Segmentation dataset records:
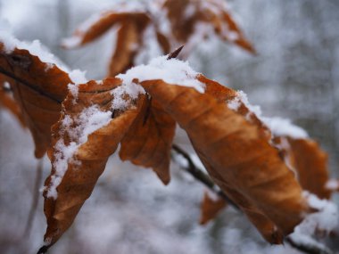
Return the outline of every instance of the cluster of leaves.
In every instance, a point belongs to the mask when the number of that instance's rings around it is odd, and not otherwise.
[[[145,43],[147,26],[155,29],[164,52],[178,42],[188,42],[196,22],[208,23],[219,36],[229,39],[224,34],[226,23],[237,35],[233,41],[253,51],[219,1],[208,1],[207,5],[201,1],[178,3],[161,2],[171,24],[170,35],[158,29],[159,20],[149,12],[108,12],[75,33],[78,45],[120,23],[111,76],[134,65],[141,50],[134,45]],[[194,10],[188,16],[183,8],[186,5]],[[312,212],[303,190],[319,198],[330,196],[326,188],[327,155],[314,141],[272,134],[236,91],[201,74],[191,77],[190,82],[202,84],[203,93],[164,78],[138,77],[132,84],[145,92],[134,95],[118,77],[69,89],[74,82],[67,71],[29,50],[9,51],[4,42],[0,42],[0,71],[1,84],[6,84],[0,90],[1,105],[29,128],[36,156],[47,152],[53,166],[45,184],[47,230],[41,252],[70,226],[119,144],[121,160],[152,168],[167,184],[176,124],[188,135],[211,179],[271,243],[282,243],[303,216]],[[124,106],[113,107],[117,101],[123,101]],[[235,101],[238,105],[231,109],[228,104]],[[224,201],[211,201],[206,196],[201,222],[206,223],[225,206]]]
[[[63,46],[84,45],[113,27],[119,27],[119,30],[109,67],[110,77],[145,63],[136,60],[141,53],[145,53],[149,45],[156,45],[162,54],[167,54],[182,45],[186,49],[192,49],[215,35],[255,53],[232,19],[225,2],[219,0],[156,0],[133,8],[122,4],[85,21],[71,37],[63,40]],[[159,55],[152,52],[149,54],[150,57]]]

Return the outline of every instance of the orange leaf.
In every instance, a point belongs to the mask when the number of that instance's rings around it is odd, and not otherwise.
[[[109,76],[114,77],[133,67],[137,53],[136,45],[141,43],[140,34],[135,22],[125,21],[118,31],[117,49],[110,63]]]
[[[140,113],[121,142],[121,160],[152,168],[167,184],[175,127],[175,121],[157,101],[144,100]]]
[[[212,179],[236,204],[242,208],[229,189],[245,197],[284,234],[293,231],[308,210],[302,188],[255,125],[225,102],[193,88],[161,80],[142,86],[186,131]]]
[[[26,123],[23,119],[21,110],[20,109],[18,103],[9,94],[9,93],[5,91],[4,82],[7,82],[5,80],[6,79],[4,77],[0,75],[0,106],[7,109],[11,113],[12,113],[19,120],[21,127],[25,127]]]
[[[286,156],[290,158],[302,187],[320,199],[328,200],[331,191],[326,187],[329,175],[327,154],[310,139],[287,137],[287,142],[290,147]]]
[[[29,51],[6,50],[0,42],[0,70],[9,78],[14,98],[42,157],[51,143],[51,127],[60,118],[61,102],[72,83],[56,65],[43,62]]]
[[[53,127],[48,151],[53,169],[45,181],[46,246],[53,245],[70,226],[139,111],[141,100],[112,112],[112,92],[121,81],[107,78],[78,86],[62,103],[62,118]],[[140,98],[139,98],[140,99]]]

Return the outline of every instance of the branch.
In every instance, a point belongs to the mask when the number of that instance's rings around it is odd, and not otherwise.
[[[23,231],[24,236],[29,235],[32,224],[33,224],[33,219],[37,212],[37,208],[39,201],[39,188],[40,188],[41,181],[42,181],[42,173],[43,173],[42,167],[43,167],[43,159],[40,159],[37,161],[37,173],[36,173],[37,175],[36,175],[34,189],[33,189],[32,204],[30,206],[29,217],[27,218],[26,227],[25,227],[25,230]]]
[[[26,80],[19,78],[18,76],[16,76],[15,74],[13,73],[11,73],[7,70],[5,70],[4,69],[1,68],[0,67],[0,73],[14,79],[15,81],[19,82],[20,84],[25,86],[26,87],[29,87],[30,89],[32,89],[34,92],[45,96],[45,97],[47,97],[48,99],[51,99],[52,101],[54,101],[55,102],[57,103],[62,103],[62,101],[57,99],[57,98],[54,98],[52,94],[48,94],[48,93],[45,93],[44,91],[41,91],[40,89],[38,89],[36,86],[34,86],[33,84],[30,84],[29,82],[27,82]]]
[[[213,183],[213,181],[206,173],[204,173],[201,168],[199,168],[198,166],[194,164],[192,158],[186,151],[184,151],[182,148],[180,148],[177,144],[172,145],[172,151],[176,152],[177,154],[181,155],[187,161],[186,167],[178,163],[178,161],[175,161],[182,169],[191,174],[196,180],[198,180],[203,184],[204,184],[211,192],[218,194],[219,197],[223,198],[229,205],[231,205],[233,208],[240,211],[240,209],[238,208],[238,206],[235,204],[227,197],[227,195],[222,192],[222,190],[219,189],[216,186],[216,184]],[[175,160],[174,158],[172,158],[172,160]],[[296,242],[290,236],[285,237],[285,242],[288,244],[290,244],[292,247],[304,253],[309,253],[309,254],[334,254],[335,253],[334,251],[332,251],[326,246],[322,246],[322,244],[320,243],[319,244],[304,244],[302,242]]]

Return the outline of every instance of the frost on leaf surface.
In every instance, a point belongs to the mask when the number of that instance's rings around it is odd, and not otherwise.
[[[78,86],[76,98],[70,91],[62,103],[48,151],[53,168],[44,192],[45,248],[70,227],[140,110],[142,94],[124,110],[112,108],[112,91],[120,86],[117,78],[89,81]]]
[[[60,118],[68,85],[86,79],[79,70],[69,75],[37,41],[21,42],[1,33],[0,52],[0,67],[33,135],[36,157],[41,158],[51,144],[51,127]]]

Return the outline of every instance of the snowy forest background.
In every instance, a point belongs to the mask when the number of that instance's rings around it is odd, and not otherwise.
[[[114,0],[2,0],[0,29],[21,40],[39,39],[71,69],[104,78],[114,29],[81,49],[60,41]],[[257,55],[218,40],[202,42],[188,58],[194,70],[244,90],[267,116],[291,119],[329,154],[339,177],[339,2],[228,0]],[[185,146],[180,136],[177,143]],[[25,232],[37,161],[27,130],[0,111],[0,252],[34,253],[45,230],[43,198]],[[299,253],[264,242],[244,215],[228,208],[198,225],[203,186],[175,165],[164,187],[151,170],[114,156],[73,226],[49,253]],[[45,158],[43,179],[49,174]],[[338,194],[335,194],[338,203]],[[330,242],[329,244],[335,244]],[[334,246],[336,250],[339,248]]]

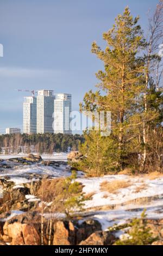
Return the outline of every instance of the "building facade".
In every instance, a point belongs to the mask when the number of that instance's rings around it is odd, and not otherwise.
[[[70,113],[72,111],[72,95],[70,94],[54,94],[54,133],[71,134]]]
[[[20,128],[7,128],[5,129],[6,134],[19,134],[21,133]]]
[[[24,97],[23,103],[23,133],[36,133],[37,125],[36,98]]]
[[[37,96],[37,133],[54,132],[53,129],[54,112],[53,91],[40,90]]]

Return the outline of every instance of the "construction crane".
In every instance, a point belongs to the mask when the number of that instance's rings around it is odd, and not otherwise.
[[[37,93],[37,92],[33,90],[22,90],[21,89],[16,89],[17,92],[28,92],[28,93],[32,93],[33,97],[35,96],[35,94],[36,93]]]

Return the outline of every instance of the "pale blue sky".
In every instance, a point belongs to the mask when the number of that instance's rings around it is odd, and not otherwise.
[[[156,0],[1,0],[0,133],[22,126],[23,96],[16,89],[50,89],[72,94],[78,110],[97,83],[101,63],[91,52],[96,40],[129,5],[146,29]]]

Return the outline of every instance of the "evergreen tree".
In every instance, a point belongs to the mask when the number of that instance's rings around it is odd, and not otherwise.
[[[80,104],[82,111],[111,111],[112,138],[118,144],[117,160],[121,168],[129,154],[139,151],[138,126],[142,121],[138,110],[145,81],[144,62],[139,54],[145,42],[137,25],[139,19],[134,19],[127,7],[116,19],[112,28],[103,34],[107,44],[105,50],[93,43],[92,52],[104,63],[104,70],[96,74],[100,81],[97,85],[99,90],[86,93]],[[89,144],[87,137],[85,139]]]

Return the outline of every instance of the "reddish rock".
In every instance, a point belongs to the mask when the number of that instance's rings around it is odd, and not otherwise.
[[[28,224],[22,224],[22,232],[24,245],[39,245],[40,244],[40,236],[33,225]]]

Work to do >> Which lines in the rows above contain the word "leaf"? Find each one and copy it out.

Response below >>
Return the outline of every instance of the orange leaf.
Return the outline of every instance of the frost on leaf surface.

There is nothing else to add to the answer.